▸ **WHAT THE TASK ASKS**: Count the lines in the records that hold the string "long". Only the number should be given.

▸ **EXTRACTED INFORMATION**:
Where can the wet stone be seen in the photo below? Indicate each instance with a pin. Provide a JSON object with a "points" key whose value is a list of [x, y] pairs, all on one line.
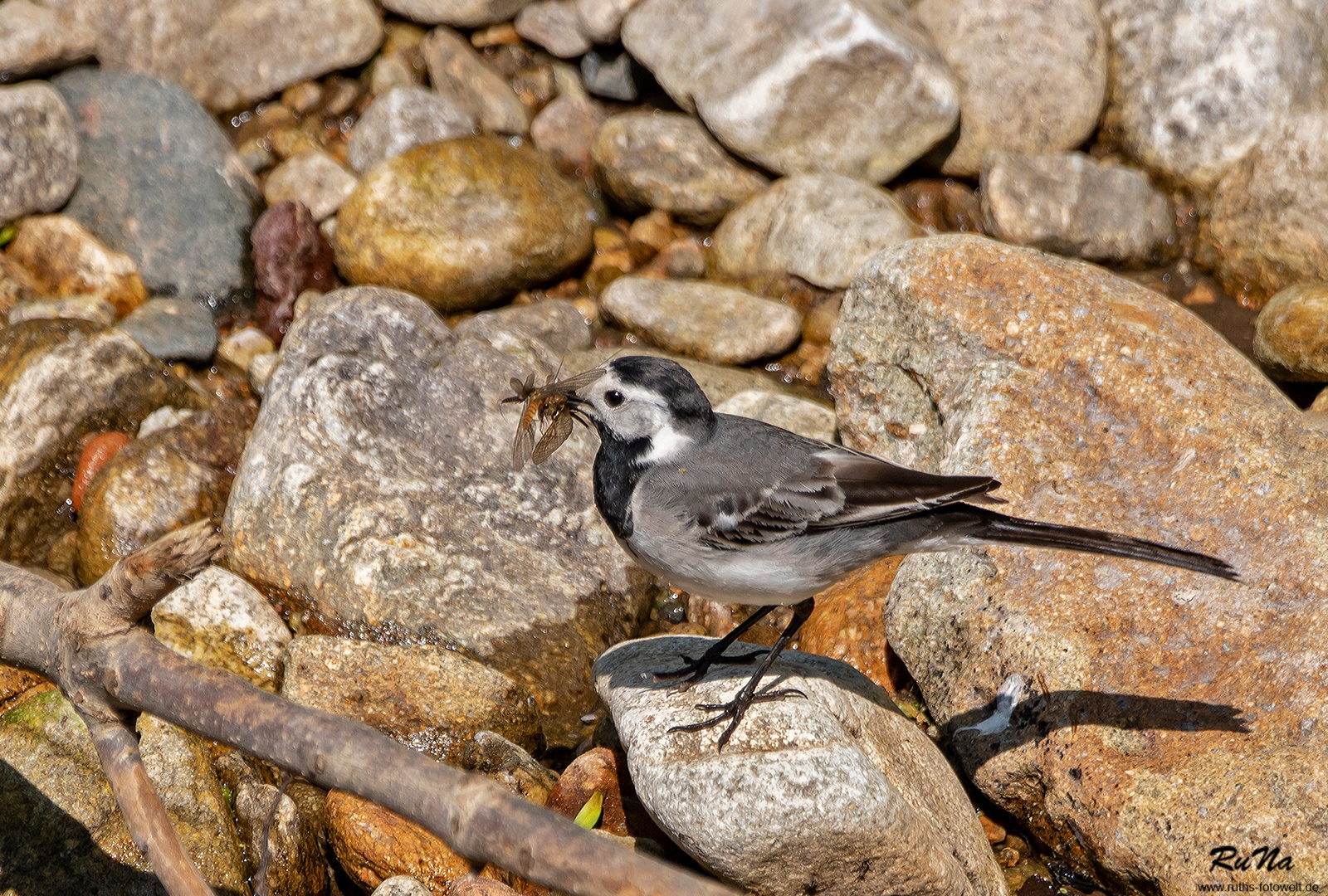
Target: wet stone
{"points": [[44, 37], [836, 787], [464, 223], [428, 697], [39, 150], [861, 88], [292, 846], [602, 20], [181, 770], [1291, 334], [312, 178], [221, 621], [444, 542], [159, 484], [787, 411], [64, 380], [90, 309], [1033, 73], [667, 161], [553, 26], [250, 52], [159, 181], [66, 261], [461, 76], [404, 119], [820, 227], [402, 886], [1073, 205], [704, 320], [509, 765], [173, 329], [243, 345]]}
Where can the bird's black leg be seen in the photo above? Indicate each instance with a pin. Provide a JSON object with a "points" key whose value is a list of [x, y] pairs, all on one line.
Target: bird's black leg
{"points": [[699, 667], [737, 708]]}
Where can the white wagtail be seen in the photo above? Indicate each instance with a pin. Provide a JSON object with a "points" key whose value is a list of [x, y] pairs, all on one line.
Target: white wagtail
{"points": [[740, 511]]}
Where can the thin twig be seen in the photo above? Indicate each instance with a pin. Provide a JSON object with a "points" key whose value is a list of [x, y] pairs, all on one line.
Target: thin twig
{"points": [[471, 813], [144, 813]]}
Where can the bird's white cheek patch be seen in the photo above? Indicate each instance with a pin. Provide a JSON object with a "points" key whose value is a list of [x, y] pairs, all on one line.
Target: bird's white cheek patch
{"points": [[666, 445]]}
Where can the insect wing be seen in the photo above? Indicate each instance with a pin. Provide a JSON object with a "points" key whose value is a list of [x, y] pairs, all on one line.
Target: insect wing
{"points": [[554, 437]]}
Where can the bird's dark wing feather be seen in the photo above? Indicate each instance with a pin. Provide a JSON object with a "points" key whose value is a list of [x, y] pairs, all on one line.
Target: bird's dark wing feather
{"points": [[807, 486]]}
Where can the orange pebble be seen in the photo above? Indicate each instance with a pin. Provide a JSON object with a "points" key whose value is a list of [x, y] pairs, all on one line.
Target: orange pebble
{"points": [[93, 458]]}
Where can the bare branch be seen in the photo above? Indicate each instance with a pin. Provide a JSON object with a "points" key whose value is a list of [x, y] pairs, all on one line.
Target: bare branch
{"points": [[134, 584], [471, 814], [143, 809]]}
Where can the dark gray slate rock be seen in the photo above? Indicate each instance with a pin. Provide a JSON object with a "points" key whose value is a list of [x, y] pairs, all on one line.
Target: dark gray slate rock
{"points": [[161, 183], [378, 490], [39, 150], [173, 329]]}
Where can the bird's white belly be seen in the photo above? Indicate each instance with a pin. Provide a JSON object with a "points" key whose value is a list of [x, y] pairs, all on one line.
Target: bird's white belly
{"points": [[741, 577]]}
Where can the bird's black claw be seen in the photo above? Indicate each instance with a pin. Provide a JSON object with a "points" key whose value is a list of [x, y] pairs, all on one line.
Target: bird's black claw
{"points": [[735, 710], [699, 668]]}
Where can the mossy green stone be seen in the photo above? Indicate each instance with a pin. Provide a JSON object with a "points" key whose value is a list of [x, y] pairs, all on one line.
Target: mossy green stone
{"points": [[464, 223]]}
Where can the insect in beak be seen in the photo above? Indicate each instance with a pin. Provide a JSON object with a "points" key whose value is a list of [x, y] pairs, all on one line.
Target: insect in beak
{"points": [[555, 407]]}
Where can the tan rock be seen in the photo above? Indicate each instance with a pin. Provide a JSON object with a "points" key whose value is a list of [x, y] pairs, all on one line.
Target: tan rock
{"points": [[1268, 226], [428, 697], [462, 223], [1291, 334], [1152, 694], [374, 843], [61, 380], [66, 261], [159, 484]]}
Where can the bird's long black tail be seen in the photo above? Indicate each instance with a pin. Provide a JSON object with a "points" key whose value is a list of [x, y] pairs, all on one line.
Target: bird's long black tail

▸ **TASK RESPONSE**: 2